_Entries taken from a collection:_
•••
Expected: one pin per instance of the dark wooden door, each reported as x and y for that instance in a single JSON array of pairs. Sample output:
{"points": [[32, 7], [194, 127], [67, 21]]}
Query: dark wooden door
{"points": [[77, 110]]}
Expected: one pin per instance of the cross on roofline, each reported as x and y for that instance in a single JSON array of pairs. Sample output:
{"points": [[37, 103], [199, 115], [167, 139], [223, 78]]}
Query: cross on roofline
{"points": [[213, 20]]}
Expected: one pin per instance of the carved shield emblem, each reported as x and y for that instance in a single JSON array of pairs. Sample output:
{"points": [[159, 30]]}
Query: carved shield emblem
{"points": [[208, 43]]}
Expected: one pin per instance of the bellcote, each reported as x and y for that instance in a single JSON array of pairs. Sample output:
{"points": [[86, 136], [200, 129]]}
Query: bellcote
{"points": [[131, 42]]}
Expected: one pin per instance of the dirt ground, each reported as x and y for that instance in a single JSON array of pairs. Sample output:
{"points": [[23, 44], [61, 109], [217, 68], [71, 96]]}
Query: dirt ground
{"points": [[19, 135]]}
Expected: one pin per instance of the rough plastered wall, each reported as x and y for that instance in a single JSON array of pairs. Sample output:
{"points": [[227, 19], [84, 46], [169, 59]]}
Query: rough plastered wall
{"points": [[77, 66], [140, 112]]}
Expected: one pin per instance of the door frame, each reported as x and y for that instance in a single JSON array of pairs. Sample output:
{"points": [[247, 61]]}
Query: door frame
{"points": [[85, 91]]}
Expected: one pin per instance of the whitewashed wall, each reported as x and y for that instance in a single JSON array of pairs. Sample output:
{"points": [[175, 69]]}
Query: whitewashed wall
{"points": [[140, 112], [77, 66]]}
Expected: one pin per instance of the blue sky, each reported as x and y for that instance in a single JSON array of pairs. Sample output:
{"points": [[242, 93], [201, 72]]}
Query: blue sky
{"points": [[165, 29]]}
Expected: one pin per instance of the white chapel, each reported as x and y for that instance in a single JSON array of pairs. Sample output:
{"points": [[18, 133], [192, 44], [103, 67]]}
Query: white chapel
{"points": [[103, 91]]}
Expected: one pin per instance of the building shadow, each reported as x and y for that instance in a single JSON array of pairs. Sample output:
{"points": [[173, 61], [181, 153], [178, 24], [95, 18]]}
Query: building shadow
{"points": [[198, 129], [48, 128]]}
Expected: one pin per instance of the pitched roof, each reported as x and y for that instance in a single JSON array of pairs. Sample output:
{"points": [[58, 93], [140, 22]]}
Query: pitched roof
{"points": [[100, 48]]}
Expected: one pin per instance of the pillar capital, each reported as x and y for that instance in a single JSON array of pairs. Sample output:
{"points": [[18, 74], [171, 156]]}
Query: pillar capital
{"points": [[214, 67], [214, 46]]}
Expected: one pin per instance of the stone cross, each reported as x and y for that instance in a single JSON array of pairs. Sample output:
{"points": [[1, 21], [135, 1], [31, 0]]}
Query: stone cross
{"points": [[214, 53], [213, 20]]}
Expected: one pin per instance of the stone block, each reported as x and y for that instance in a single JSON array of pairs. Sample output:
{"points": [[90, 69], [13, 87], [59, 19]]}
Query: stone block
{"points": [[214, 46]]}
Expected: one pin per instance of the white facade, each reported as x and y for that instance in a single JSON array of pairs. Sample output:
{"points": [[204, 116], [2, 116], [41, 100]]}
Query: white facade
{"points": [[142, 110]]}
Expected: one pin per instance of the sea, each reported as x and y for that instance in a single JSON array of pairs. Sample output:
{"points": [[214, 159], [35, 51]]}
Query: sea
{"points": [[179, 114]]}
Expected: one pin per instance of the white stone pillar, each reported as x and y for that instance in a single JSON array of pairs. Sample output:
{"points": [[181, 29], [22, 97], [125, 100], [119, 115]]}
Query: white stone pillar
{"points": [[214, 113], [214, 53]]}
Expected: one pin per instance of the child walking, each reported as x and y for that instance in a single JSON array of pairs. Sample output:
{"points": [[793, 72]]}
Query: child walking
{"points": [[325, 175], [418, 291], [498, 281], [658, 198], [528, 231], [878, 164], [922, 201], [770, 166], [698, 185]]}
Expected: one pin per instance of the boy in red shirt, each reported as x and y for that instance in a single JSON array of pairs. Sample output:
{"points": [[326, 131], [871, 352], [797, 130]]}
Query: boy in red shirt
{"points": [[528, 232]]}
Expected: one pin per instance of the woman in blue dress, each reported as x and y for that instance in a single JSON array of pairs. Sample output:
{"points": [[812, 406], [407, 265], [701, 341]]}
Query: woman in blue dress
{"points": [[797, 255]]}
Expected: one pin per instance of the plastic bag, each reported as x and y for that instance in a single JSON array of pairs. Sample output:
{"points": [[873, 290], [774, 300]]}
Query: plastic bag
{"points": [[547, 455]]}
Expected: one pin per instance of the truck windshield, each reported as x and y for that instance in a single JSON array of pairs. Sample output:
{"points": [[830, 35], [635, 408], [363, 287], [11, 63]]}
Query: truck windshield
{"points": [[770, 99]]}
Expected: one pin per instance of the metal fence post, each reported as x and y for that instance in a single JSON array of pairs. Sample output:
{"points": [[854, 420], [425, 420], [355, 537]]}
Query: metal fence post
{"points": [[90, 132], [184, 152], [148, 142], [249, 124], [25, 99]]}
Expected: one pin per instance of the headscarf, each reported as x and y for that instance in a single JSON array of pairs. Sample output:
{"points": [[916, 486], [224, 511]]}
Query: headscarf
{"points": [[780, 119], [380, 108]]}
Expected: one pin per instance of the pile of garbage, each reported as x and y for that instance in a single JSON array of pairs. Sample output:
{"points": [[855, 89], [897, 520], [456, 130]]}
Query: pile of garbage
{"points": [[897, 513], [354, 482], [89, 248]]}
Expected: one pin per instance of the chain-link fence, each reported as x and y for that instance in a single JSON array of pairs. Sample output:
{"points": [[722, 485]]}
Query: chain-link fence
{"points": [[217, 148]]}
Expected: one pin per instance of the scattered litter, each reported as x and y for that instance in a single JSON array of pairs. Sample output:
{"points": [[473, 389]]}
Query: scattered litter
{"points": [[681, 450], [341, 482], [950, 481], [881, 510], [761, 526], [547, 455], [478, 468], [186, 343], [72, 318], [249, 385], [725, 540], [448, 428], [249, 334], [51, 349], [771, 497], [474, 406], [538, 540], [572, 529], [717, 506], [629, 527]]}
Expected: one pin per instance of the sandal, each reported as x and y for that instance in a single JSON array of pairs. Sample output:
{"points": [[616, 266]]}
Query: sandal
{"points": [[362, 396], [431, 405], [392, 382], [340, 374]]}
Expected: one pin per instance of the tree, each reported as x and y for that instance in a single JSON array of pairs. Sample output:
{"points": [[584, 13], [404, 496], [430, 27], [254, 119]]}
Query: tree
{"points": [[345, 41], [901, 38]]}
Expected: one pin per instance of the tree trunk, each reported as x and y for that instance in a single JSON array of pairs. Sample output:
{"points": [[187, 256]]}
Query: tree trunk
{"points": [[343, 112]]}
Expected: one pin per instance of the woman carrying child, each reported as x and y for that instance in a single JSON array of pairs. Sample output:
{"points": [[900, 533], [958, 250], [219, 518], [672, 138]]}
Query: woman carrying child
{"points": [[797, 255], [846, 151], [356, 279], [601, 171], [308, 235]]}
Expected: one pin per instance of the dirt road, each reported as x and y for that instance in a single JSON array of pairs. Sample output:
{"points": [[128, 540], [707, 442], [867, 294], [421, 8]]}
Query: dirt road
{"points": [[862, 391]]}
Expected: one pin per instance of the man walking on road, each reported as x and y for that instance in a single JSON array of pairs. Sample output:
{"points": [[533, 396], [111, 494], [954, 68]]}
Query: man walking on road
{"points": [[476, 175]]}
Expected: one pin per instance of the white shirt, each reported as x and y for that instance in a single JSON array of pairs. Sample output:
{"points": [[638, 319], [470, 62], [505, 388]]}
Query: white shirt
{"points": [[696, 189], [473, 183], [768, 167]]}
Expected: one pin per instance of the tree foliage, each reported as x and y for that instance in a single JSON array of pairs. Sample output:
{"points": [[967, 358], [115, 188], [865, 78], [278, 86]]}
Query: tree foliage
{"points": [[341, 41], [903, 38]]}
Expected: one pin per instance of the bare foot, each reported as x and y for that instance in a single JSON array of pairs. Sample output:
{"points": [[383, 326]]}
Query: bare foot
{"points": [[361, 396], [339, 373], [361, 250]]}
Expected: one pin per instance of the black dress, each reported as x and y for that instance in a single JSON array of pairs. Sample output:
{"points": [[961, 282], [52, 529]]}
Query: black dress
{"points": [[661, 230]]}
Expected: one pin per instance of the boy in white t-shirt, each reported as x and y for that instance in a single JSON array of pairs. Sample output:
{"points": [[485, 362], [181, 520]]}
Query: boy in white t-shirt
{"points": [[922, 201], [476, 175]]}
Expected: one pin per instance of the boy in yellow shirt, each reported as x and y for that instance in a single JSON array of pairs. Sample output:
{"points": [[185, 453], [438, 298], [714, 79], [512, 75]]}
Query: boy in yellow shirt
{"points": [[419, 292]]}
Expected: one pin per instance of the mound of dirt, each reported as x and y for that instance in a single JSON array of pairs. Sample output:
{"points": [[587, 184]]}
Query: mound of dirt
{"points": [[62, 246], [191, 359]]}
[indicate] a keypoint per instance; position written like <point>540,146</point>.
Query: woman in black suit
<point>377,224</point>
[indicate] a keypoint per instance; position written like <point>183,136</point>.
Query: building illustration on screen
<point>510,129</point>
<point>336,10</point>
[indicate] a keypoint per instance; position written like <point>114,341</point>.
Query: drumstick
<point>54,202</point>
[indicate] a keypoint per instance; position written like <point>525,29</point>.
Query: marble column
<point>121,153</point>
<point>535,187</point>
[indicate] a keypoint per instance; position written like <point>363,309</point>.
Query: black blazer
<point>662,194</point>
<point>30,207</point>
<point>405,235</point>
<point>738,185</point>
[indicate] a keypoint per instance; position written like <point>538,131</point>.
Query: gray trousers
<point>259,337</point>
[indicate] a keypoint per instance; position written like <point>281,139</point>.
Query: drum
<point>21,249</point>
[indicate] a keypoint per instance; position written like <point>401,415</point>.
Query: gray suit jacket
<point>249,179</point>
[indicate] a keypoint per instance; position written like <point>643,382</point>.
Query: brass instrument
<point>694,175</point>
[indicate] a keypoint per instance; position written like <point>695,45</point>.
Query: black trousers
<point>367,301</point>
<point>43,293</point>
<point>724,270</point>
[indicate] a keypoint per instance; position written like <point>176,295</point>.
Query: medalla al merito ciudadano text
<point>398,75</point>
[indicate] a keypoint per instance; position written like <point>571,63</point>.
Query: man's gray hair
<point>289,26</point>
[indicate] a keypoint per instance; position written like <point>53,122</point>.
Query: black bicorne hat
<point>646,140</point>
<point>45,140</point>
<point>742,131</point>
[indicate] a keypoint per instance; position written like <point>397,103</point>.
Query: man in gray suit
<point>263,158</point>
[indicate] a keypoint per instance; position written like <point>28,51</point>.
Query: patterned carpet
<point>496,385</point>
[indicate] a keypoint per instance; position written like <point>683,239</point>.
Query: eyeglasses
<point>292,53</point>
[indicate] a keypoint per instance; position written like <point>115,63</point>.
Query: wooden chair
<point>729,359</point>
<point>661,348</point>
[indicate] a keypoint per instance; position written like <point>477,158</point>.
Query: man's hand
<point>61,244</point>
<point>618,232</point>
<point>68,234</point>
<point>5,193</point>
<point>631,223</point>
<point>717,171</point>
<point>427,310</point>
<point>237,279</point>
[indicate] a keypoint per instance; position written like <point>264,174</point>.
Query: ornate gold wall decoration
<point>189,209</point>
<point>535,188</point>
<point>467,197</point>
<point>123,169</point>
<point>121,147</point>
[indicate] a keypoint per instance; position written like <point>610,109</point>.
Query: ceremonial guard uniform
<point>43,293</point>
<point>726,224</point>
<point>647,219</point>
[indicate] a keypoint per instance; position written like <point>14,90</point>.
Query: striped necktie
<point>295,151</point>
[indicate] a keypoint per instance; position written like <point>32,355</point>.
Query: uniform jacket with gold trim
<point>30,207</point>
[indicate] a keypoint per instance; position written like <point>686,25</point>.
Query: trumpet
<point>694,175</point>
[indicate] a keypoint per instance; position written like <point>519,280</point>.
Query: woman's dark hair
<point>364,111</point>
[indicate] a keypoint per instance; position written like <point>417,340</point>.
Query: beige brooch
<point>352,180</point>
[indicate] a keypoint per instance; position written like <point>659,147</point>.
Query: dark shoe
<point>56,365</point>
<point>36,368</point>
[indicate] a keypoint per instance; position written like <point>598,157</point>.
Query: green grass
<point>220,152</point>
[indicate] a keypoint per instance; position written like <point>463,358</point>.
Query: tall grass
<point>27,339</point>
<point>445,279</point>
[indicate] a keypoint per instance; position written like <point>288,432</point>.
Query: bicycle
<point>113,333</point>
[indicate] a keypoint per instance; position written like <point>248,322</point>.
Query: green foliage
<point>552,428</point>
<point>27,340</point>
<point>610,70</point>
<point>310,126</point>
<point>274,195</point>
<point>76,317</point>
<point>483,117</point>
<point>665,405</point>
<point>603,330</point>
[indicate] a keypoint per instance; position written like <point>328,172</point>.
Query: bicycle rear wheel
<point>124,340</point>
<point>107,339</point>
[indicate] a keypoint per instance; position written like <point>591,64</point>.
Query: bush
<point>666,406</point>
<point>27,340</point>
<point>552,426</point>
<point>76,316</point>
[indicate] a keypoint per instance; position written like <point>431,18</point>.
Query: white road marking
•••
_YOUR TASK:_ Given the records above, return exactly the lines starting at the line containing "Query: eyeglasses" and ending at the line containing "written like <point>288,432</point>.", including both.

_EXPECTED ANSWER:_
Query: eyeglasses
<point>292,53</point>
[indicate] a keypoint per instance; position written like <point>115,63</point>.
Query: wooden chair
<point>729,359</point>
<point>661,348</point>
[indicate] a keypoint per instance; position written like <point>477,158</point>.
Query: man's hand
<point>61,244</point>
<point>618,232</point>
<point>68,234</point>
<point>5,193</point>
<point>631,223</point>
<point>717,171</point>
<point>427,310</point>
<point>237,279</point>
[indicate] a keypoint per instance; position written like <point>264,174</point>.
Query: ornate gold wall decoration
<point>189,209</point>
<point>535,188</point>
<point>467,197</point>
<point>123,169</point>
<point>121,147</point>
[indicate] a keypoint per instance; position written like <point>610,109</point>.
Query: ceremonial guard uniform
<point>43,293</point>
<point>726,224</point>
<point>647,219</point>
[indicate] a keypoint per instance; position written like <point>14,90</point>.
Query: striped necktie
<point>295,151</point>
[indicate] a keypoint per instance; position written like <point>32,355</point>.
Query: uniform jacket with gold trim
<point>30,207</point>
[indicate] a keypoint per instance; position written like <point>686,25</point>.
Query: trumpet
<point>694,175</point>
[indicate] a keypoint per instance; position written like <point>519,280</point>.
Query: woman's dark hair
<point>364,111</point>
[indicate] a keypoint per instance; position written like <point>417,340</point>.
Query: beige brooch
<point>352,180</point>
[indicate] a keypoint per instance; position written like <point>659,147</point>.
Query: dark shoe
<point>56,365</point>
<point>36,368</point>
[indicate] a keypoint per instance; position written like <point>598,157</point>.
Query: green grass
<point>220,152</point>
[indicate] a keypoint per instance; position written like <point>463,358</point>.
Query: tall grass
<point>27,339</point>
<point>445,279</point>
[indicate] a keypoint per instance; position written like <point>288,432</point>.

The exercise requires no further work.